> [Stored dataset entries]
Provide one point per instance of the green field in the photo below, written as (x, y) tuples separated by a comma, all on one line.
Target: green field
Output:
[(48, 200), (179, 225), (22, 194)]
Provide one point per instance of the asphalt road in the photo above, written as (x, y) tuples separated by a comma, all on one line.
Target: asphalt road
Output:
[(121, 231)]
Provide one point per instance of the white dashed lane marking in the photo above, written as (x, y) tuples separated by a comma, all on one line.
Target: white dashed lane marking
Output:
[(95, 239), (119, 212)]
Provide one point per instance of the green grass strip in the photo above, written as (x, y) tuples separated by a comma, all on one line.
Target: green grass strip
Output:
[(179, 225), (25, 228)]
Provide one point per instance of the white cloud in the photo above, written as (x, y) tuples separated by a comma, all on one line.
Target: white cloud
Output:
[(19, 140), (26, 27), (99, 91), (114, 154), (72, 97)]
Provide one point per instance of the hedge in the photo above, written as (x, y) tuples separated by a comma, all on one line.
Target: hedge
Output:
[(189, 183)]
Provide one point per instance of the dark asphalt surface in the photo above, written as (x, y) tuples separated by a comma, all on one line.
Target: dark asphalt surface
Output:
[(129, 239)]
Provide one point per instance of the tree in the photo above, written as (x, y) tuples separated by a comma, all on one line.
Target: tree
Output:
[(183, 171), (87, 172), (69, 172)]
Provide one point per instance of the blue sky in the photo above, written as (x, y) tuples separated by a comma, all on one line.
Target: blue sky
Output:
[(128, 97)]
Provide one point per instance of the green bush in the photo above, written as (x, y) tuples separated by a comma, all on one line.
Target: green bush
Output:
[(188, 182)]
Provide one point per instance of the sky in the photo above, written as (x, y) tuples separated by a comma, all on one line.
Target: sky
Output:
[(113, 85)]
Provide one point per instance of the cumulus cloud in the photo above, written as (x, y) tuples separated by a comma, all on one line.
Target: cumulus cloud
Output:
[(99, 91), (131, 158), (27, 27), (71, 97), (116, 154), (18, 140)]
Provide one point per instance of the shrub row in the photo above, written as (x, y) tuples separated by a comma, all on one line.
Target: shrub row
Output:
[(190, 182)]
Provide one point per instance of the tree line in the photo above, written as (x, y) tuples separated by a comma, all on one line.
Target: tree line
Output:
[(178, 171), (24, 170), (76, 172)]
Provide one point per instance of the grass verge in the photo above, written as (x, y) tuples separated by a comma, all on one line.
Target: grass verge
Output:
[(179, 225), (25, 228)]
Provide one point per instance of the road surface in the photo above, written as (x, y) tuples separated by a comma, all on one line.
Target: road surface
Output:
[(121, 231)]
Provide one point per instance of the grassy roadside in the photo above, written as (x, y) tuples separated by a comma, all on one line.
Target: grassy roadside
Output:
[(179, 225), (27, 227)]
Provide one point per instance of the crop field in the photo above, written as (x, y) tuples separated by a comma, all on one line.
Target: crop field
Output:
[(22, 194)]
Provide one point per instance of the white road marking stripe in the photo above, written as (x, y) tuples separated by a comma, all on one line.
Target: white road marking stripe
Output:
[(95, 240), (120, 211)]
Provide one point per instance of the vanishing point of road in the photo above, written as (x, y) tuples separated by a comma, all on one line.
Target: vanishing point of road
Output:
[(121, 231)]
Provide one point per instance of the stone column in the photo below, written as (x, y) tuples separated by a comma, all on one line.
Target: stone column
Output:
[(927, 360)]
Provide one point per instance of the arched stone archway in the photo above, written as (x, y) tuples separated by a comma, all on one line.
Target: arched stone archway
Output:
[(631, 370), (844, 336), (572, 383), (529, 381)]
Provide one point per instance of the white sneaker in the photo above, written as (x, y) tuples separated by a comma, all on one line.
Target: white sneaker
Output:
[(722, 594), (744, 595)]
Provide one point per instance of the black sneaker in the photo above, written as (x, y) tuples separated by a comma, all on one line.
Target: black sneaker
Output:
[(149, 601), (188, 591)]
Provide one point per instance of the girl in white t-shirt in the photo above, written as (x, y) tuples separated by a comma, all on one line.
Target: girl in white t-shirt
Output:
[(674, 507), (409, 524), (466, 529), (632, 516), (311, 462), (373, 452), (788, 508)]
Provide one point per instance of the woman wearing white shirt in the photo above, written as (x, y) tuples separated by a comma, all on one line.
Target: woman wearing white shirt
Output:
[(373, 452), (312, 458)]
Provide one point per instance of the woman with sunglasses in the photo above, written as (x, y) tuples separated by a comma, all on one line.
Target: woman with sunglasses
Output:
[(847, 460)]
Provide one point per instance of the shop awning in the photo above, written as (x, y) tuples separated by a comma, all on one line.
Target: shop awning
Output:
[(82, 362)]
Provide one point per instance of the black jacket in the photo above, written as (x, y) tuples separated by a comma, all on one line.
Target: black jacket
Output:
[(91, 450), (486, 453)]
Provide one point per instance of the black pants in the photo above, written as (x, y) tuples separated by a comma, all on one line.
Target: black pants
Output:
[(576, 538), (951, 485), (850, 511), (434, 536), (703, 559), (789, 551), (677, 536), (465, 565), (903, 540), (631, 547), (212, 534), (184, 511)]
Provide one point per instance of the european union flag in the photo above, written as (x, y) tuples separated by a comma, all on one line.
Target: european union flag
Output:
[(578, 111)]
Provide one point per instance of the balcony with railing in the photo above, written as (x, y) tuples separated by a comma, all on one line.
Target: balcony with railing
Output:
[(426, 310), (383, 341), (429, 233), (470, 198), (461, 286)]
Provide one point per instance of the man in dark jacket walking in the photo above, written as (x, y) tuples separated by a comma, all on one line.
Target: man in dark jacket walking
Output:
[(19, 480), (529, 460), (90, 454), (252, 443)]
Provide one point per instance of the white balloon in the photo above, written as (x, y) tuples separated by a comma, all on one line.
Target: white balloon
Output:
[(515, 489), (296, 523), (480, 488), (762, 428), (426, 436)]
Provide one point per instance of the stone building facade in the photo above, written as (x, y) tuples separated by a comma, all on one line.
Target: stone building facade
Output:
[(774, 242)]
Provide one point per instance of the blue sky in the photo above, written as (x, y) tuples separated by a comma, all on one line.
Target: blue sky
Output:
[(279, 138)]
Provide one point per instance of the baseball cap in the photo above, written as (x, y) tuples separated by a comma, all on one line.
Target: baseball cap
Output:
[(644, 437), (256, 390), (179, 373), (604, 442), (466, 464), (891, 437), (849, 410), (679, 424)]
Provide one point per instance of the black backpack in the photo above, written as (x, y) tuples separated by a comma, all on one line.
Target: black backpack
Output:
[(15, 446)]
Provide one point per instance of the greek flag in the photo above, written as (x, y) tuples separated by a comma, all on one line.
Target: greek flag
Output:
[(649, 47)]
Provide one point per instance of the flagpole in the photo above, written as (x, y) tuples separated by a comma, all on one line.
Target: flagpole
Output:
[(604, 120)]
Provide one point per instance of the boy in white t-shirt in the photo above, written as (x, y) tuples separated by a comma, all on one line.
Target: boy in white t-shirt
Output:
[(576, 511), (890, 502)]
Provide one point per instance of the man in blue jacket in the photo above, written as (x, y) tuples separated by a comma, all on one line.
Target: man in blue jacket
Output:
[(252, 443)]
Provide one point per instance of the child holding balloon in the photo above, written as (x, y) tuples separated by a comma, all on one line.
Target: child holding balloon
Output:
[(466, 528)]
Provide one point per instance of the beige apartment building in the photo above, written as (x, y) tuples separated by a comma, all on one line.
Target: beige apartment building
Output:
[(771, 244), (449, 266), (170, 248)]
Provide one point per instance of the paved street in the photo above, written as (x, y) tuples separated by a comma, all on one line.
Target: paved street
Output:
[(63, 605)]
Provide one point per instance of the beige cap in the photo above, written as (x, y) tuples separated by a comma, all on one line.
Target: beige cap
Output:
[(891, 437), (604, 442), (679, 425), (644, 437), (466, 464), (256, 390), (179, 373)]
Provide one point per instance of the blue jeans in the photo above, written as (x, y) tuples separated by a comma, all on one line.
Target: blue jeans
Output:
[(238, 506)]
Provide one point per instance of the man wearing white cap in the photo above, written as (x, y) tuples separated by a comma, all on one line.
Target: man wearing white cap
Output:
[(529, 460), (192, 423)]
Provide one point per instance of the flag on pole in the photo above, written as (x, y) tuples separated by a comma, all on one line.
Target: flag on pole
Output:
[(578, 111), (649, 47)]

==

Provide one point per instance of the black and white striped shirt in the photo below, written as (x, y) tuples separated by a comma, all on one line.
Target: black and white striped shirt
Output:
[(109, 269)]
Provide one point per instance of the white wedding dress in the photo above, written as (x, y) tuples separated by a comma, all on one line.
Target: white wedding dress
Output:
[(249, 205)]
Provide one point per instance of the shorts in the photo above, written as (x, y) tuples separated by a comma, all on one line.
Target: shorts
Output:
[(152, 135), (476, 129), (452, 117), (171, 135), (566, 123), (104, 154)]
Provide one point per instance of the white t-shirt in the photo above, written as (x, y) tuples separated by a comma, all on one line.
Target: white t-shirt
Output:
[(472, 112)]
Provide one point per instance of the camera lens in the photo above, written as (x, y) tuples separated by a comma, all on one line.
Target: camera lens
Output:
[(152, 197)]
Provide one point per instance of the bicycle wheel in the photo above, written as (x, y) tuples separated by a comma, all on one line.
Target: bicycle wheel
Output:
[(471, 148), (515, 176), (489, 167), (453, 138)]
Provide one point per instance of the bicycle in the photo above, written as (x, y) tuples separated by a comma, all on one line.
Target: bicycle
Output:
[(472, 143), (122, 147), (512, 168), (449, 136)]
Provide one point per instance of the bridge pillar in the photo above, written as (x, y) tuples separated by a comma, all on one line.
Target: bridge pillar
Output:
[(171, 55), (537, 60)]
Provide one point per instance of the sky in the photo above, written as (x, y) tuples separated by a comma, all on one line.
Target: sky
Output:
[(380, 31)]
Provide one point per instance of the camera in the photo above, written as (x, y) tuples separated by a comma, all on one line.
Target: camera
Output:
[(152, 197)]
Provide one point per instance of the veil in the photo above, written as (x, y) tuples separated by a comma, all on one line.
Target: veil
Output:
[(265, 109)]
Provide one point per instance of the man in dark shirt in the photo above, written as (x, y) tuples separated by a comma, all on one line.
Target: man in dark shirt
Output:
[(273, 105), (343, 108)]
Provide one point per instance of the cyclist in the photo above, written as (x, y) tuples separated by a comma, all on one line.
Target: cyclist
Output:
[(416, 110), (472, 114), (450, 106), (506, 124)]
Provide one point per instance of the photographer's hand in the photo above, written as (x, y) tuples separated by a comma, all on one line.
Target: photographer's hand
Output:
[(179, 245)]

* * *

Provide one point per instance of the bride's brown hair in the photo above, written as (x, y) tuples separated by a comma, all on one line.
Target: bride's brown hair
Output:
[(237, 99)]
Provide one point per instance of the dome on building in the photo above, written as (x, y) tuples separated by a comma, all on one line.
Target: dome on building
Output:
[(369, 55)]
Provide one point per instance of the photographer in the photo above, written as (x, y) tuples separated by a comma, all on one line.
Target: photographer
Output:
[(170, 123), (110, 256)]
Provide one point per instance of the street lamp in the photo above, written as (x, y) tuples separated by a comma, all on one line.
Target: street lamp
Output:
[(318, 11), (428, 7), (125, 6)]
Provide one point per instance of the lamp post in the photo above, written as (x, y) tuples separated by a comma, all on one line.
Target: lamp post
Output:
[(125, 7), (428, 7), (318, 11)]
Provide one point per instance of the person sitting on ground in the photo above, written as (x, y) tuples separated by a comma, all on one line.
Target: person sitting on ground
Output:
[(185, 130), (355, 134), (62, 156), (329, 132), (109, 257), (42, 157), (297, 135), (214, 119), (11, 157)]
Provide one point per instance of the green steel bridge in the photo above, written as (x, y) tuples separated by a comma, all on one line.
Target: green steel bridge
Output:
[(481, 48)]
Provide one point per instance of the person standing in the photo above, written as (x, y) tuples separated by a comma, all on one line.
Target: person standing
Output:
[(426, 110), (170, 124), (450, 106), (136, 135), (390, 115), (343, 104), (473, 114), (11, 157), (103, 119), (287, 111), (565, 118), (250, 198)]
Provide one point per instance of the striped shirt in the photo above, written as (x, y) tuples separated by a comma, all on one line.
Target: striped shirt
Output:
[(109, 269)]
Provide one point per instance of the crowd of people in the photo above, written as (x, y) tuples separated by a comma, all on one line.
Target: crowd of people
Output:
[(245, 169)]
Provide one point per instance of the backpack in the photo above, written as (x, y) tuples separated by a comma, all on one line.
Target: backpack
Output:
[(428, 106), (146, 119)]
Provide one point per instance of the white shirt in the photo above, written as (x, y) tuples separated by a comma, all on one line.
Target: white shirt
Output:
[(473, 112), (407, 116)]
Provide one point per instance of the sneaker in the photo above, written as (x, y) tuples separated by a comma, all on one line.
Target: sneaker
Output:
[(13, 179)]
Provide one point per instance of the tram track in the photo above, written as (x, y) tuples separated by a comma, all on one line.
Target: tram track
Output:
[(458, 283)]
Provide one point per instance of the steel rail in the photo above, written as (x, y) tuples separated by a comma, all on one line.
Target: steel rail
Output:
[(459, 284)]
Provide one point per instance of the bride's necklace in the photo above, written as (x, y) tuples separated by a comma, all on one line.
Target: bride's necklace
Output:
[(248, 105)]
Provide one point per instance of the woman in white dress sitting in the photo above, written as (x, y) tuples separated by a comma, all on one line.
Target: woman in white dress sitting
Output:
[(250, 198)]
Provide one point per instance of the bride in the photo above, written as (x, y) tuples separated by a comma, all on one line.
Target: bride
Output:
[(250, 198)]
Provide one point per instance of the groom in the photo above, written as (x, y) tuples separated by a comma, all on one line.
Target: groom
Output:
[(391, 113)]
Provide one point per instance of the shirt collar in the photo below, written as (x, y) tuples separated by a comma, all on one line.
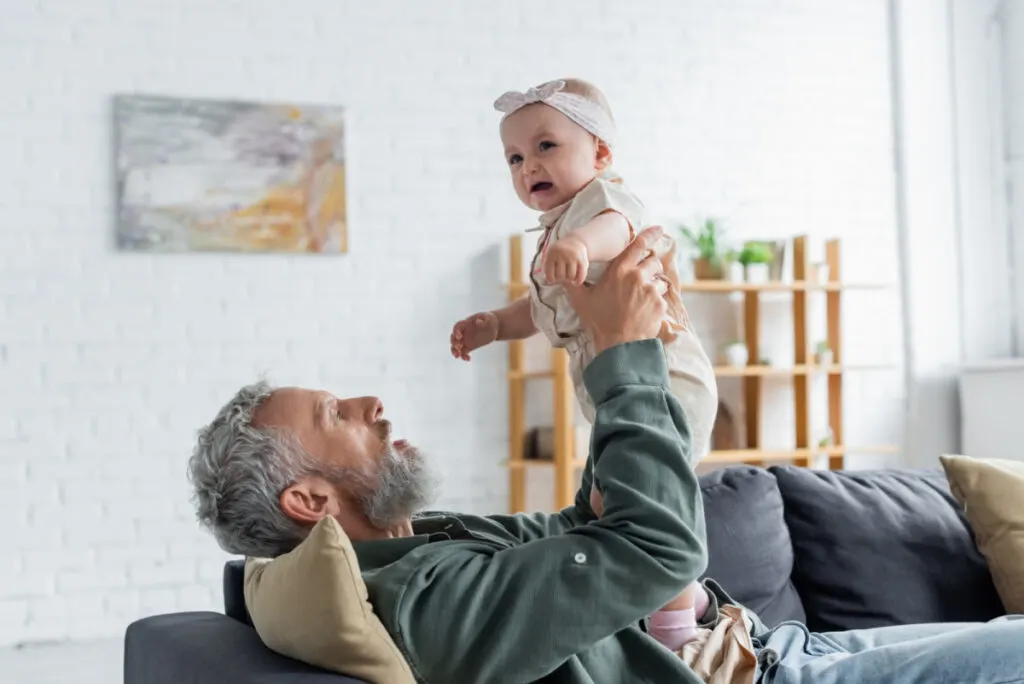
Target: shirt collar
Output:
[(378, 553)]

> [Instruction] Copy out every line of the listing, requests included, starting at the line that contains "Provide one point per instance of the dark" and ending with the line that contains "[(190, 182)]". Shift each x and y coordinate in the answers by -37.

> [Exercise answer]
Provide one point per instance of the dark asphalt surface in the photo above, written as (x, y) tuples separated by a comma, all on one line.
Target: dark asphalt surface
Output:
[(92, 202)]
Provide one point per instance of the tree in the photo above, written as (x, y) tuples separated by a comma, all on one line.
Target: tree
Output:
[(146, 134), (50, 135), (32, 135)]
Provide one point per instance of the blue sky in the photo above, written as (x, y) tuples separated by a comma, all on one line.
Target: blue sky
Output:
[(91, 60)]
Provide one point per instance of the green bush in the photo above, written as (x, y) tuples separated by a comma, all on one line.
Target: green bush
Output:
[(151, 145)]
Provide one point per instance of the sky in the photo above, written as (x, y) tuples separated by a comma, all on one line.
Target: sky
Output:
[(76, 48)]
Provide one point per instance of the cumulus cloud in the photo above, written as (x, y) tuples separated by a comma, all on one line.
Target: cumulus cloud
Output:
[(62, 54), (94, 121), (-10, -10), (34, 60), (79, 117), (-19, 103)]
Provide one point per instance of the shrub row in the photo above, written as (x, y) tuples separated by a comma, all on one line.
Target: shrub row
Output:
[(153, 145)]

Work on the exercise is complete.